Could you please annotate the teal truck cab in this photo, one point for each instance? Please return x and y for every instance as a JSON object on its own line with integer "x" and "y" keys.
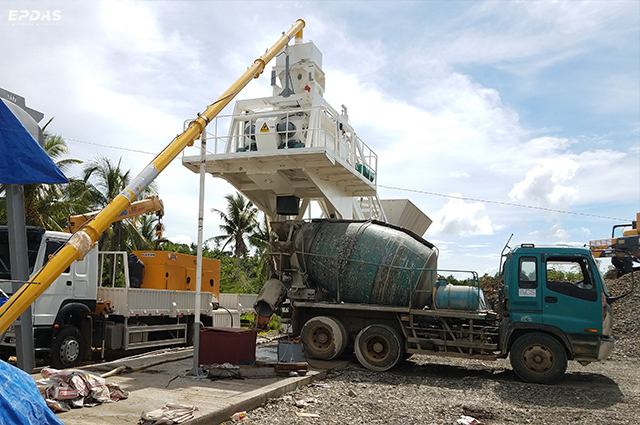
{"x": 555, "y": 306}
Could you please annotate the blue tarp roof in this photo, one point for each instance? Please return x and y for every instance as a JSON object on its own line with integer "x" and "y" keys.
{"x": 22, "y": 159}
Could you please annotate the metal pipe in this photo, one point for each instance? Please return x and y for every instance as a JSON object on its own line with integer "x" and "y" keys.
{"x": 83, "y": 241}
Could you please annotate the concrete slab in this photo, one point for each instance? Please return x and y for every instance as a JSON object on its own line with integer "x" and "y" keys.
{"x": 158, "y": 379}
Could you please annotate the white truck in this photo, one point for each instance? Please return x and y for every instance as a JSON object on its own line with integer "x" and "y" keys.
{"x": 92, "y": 306}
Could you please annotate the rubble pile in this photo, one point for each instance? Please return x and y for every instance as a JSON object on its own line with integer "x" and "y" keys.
{"x": 64, "y": 389}
{"x": 626, "y": 316}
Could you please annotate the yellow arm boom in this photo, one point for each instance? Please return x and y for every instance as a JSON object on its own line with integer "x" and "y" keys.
{"x": 152, "y": 204}
{"x": 82, "y": 241}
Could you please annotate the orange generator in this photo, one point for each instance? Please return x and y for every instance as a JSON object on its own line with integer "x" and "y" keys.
{"x": 177, "y": 272}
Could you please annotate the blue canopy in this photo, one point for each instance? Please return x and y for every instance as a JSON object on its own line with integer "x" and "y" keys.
{"x": 22, "y": 159}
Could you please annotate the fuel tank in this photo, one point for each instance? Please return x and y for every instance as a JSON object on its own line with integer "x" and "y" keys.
{"x": 367, "y": 262}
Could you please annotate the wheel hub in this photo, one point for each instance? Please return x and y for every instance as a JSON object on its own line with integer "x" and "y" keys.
{"x": 69, "y": 350}
{"x": 376, "y": 348}
{"x": 538, "y": 359}
{"x": 321, "y": 339}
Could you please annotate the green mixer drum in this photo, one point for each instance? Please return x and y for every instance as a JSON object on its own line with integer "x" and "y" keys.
{"x": 367, "y": 262}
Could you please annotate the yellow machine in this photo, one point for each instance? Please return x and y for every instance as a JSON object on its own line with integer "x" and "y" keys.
{"x": 624, "y": 251}
{"x": 152, "y": 204}
{"x": 177, "y": 272}
{"x": 84, "y": 239}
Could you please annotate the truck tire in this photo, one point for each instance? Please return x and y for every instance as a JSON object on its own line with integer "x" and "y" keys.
{"x": 324, "y": 338}
{"x": 379, "y": 347}
{"x": 67, "y": 348}
{"x": 538, "y": 358}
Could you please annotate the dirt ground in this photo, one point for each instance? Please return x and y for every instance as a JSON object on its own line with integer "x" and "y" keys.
{"x": 427, "y": 390}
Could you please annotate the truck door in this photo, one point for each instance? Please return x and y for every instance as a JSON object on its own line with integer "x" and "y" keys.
{"x": 525, "y": 302}
{"x": 571, "y": 301}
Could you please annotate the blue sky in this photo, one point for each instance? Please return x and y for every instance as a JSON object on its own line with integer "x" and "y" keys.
{"x": 532, "y": 102}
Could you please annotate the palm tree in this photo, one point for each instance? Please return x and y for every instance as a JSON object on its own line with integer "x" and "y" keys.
{"x": 109, "y": 180}
{"x": 238, "y": 223}
{"x": 49, "y": 206}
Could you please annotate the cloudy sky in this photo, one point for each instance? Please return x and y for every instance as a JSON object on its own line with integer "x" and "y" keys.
{"x": 475, "y": 109}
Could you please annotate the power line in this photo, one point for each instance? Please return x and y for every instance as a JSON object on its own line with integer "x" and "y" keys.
{"x": 510, "y": 204}
{"x": 424, "y": 192}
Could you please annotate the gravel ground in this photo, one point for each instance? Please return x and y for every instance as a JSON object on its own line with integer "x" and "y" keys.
{"x": 434, "y": 390}
{"x": 429, "y": 390}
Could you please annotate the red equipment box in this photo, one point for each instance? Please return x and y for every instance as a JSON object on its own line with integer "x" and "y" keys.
{"x": 227, "y": 345}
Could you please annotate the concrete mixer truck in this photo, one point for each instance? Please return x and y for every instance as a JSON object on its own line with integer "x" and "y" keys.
{"x": 376, "y": 287}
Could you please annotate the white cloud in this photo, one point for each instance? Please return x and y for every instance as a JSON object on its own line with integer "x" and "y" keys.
{"x": 527, "y": 37}
{"x": 544, "y": 185}
{"x": 460, "y": 218}
{"x": 180, "y": 239}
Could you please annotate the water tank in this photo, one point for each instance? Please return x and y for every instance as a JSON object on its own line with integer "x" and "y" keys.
{"x": 367, "y": 262}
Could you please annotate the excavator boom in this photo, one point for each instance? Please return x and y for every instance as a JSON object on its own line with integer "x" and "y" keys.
{"x": 624, "y": 251}
{"x": 83, "y": 240}
{"x": 152, "y": 204}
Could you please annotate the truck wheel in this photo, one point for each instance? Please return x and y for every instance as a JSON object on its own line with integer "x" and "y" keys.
{"x": 324, "y": 338}
{"x": 379, "y": 347}
{"x": 538, "y": 358}
{"x": 67, "y": 348}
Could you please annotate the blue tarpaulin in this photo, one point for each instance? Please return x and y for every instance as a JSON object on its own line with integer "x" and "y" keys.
{"x": 22, "y": 159}
{"x": 20, "y": 400}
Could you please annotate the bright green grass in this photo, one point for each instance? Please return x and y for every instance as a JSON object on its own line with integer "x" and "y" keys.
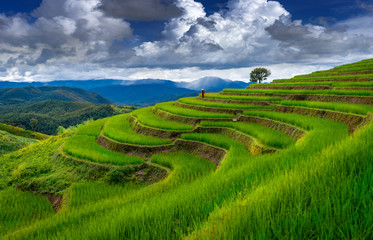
{"x": 84, "y": 193}
{"x": 22, "y": 132}
{"x": 266, "y": 136}
{"x": 171, "y": 108}
{"x": 241, "y": 98}
{"x": 86, "y": 147}
{"x": 83, "y": 145}
{"x": 172, "y": 212}
{"x": 334, "y": 106}
{"x": 187, "y": 167}
{"x": 327, "y": 78}
{"x": 198, "y": 102}
{"x": 91, "y": 128}
{"x": 328, "y": 197}
{"x": 285, "y": 92}
{"x": 19, "y": 209}
{"x": 146, "y": 117}
{"x": 10, "y": 142}
{"x": 118, "y": 128}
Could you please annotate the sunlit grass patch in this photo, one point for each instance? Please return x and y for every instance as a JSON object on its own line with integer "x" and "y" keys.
{"x": 118, "y": 128}
{"x": 86, "y": 147}
{"x": 266, "y": 136}
{"x": 145, "y": 116}
{"x": 171, "y": 108}
{"x": 198, "y": 102}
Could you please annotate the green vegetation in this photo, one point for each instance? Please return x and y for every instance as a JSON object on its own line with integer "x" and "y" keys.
{"x": 22, "y": 132}
{"x": 171, "y": 108}
{"x": 319, "y": 187}
{"x": 118, "y": 128}
{"x": 10, "y": 143}
{"x": 241, "y": 98}
{"x": 266, "y": 136}
{"x": 198, "y": 102}
{"x": 285, "y": 92}
{"x": 335, "y": 106}
{"x": 27, "y": 95}
{"x": 19, "y": 209}
{"x": 49, "y": 115}
{"x": 259, "y": 75}
{"x": 146, "y": 117}
{"x": 332, "y": 84}
{"x": 84, "y": 146}
{"x": 361, "y": 77}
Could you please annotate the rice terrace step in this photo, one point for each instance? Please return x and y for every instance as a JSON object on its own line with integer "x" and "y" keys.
{"x": 231, "y": 165}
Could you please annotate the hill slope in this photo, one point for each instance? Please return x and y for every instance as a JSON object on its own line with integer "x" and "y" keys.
{"x": 50, "y": 115}
{"x": 36, "y": 94}
{"x": 140, "y": 92}
{"x": 286, "y": 160}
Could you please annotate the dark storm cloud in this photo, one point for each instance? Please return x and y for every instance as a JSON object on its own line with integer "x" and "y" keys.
{"x": 303, "y": 41}
{"x": 143, "y": 10}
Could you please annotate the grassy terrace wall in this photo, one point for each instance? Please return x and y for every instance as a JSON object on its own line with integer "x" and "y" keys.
{"x": 287, "y": 160}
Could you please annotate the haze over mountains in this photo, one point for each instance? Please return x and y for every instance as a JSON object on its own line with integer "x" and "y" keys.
{"x": 136, "y": 92}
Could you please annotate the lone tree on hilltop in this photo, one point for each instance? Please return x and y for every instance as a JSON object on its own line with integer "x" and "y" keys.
{"x": 259, "y": 74}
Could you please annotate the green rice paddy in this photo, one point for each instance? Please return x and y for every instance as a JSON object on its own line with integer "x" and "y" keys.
{"x": 318, "y": 187}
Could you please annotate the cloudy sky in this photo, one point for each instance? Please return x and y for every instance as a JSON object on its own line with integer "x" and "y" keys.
{"x": 44, "y": 40}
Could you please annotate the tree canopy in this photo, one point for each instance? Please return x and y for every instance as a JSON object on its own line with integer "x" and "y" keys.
{"x": 259, "y": 75}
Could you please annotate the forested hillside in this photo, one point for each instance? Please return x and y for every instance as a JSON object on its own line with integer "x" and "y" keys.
{"x": 47, "y": 116}
{"x": 36, "y": 94}
{"x": 292, "y": 159}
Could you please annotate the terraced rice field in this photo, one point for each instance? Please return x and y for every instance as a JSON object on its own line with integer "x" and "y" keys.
{"x": 238, "y": 167}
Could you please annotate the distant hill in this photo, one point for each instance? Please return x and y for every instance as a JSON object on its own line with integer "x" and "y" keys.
{"x": 146, "y": 94}
{"x": 49, "y": 115}
{"x": 213, "y": 84}
{"x": 32, "y": 94}
{"x": 140, "y": 92}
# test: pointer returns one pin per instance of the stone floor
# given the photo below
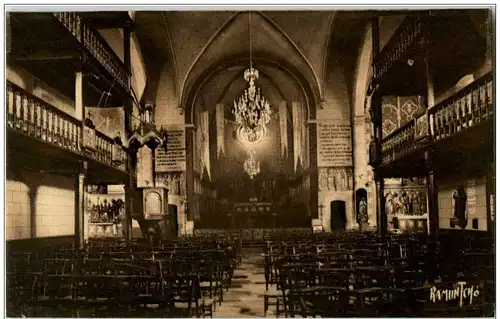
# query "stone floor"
(245, 298)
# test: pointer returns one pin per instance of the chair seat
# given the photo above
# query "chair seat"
(368, 290)
(206, 302)
(273, 293)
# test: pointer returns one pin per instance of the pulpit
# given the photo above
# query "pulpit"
(154, 217)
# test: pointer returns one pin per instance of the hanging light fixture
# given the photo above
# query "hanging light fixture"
(251, 165)
(252, 111)
(146, 134)
(89, 141)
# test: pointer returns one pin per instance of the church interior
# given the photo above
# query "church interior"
(334, 163)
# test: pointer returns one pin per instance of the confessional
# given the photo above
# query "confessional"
(157, 219)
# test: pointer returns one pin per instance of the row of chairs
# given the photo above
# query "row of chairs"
(362, 275)
(108, 279)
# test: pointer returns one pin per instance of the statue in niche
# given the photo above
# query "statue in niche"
(398, 204)
(460, 217)
(343, 179)
(331, 180)
(337, 179)
(405, 204)
(349, 179)
(363, 214)
(323, 180)
(389, 206)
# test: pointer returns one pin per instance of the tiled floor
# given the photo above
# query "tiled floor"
(245, 298)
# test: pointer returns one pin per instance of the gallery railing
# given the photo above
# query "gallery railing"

## Problem to solve
Reproduce exactly the final stretch of the listing, starting at the line that contains "# test: pointer returns one pin per instance of the tiled" and ending with the last line.

## Exercise result
# test: pointer returns one pin per instance of the tiled floor
# given the photo above
# query "tiled floor"
(245, 298)
# test: pointer returns one pin per instance of the gallery railing
# given the photo above
# query "gallery railing"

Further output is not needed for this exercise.